◆ **Data for the task**
== == ==
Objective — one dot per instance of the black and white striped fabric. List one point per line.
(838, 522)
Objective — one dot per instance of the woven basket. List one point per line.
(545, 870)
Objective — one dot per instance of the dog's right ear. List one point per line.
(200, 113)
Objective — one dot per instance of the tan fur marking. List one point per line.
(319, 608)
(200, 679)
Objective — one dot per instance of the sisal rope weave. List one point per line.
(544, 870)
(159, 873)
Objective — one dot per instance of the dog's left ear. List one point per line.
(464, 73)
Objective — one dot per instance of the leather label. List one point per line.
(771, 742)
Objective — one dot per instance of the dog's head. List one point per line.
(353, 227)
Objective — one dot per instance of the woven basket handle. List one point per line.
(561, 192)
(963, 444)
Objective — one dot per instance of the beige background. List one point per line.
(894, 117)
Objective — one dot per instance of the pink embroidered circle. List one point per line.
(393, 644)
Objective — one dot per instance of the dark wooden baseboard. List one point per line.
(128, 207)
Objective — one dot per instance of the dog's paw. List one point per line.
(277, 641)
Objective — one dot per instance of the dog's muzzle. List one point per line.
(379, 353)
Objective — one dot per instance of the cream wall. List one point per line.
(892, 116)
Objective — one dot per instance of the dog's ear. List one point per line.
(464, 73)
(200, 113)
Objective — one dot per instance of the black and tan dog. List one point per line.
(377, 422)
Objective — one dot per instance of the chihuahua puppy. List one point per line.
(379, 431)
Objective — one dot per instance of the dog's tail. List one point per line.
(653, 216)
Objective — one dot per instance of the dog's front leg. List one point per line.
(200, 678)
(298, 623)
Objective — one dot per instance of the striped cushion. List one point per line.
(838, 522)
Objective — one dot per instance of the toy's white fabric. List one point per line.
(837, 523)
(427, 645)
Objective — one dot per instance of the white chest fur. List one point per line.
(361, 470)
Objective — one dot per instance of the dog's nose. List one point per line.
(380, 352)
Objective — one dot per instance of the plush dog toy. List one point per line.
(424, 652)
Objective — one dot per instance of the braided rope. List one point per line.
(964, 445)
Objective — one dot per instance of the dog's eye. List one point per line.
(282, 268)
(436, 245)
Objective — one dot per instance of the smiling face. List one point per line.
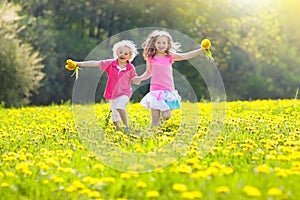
(162, 45)
(124, 54)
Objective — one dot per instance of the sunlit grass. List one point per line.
(256, 154)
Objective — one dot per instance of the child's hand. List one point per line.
(71, 65)
(136, 80)
(205, 44)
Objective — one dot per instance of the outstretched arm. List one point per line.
(147, 74)
(187, 55)
(92, 63)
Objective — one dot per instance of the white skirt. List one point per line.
(161, 100)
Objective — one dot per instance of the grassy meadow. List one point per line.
(52, 153)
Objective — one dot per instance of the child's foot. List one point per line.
(126, 130)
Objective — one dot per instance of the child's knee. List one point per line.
(166, 114)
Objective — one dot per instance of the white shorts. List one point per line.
(161, 100)
(118, 103)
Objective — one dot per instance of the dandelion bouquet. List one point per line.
(205, 44)
(72, 66)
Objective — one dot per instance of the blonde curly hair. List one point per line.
(149, 48)
(126, 43)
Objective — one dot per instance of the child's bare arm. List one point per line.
(92, 63)
(187, 55)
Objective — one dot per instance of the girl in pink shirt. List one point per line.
(160, 53)
(121, 73)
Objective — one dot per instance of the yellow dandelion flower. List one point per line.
(78, 184)
(227, 170)
(108, 179)
(125, 175)
(94, 194)
(178, 187)
(275, 192)
(141, 184)
(72, 66)
(70, 189)
(264, 169)
(4, 184)
(223, 189)
(1, 175)
(99, 167)
(251, 191)
(191, 195)
(152, 194)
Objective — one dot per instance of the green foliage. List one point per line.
(20, 66)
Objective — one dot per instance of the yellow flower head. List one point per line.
(205, 44)
(71, 65)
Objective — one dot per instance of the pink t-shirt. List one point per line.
(162, 73)
(118, 82)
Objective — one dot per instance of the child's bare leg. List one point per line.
(155, 117)
(117, 125)
(166, 114)
(123, 116)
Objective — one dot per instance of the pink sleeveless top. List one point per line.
(162, 73)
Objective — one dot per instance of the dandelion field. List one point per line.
(255, 156)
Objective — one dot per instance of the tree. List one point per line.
(19, 65)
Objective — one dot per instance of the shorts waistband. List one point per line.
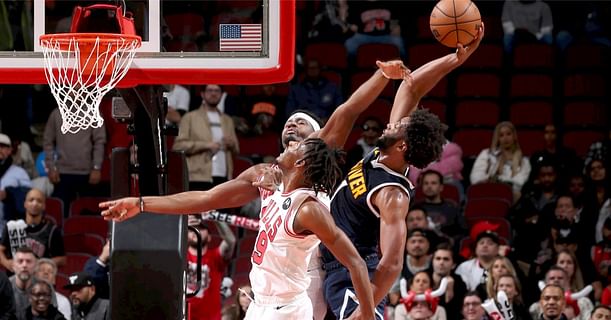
(274, 300)
(333, 265)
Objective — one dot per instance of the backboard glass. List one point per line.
(181, 40)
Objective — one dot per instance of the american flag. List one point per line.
(240, 37)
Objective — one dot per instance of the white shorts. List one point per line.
(298, 309)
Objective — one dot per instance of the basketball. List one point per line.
(455, 21)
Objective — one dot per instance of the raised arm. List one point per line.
(425, 78)
(393, 204)
(313, 217)
(233, 193)
(336, 131)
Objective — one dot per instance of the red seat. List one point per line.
(504, 229)
(435, 106)
(88, 243)
(478, 85)
(530, 141)
(533, 55)
(488, 56)
(580, 140)
(328, 54)
(490, 190)
(420, 54)
(86, 206)
(585, 113)
(473, 141)
(75, 262)
(54, 208)
(367, 54)
(86, 224)
(379, 109)
(589, 56)
(584, 85)
(359, 78)
(267, 144)
(477, 113)
(486, 207)
(531, 113)
(531, 85)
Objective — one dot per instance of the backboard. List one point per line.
(183, 42)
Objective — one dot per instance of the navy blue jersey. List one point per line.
(351, 205)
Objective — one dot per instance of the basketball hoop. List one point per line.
(81, 68)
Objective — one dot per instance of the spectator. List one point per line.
(450, 166)
(86, 305)
(443, 267)
(472, 307)
(7, 307)
(420, 283)
(23, 265)
(74, 160)
(179, 99)
(40, 307)
(372, 22)
(526, 18)
(314, 93)
(98, 268)
(474, 271)
(510, 284)
(46, 270)
(208, 138)
(503, 161)
(444, 213)
(554, 153)
(372, 130)
(207, 302)
(36, 232)
(10, 176)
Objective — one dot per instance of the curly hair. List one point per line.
(323, 171)
(424, 138)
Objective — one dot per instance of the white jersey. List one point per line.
(280, 258)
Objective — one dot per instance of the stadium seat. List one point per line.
(367, 54)
(490, 190)
(75, 262)
(531, 85)
(478, 85)
(487, 56)
(86, 206)
(486, 207)
(530, 141)
(580, 140)
(534, 113)
(533, 56)
(54, 208)
(585, 85)
(379, 109)
(86, 224)
(477, 113)
(473, 141)
(585, 114)
(359, 78)
(88, 243)
(329, 54)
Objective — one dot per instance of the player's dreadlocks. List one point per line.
(323, 171)
(424, 137)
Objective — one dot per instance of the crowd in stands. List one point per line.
(520, 194)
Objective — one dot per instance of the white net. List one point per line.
(81, 69)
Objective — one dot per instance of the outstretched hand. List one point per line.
(271, 177)
(463, 53)
(394, 69)
(121, 209)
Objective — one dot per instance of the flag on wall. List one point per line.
(240, 37)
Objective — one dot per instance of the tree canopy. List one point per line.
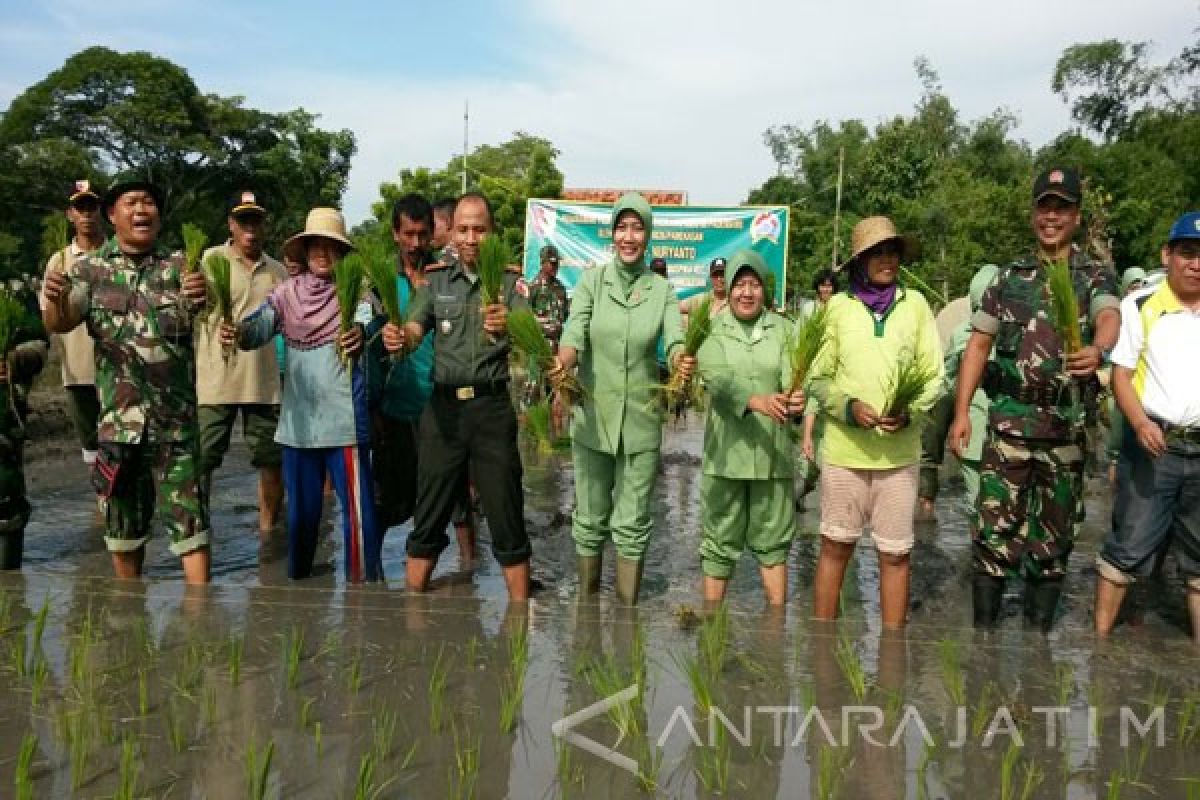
(105, 113)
== == ==
Rescale the entries from the line containing "Objective — one dot per instance of the curly" through the end of the entries, inclusive, reproducing every line, including each objective line, without change except that each point coordinate in the answers is multiplied by 0.4 and rounded to the nearest whole number, with halves rounded up. Omit the pictures from the output.

◆ **Task solution**
Objective — one dot per instance of the curly hair. List one point per line.
(129, 68)
(170, 55)
Objective — one dot per instance of the white jersey. List one point per line.
(112, 103)
Objective — one dot per instance of the stadium seat. List one point per line.
(147, 22)
(196, 76)
(30, 105)
(212, 34)
(191, 34)
(195, 22)
(34, 82)
(194, 83)
(212, 56)
(232, 56)
(214, 45)
(213, 22)
(22, 83)
(234, 34)
(152, 44)
(34, 90)
(191, 45)
(189, 56)
(234, 46)
(144, 31)
(35, 97)
(132, 22)
Objective — one dot per instance of the player's dreadlocks. List one point per line.
(129, 68)
(170, 55)
Objective — one dot per instance of the crowd in stands. List one point per line.
(208, 78)
Objective — one dot per instance of the white net. List one point per line.
(32, 28)
Objective — one dot per instance of the outstretched hand. List one point per line.
(108, 71)
(185, 21)
(158, 28)
(48, 84)
Objective — one dot per instance of the flag on wall. List one point per line.
(96, 15)
Objective — one dot per instance of the tree canopy. List one point per line.
(42, 45)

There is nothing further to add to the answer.